-- Task statement --
Rewrite every line of the items below as a numbered list, and leave out any blank lines.

-- The input --
++++++

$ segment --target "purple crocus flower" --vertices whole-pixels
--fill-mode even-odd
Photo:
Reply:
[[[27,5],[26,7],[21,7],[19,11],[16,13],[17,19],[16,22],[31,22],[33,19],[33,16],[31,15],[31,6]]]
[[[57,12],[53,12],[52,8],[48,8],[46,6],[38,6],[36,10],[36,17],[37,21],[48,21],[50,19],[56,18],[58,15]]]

++++++

-- Reply to the task --
1. $ segment --target "purple crocus flower" --vertices whole-pixels
2. --fill-mode even-odd
3. Photo:
4. Reply:
5. [[[27,5],[26,7],[21,7],[19,11],[16,13],[17,19],[16,22],[31,22],[33,19],[33,16],[31,15],[31,6]]]
6. [[[57,12],[53,12],[52,8],[48,8],[46,6],[38,6],[36,10],[36,17],[37,21],[48,21],[50,19],[56,18],[58,15]]]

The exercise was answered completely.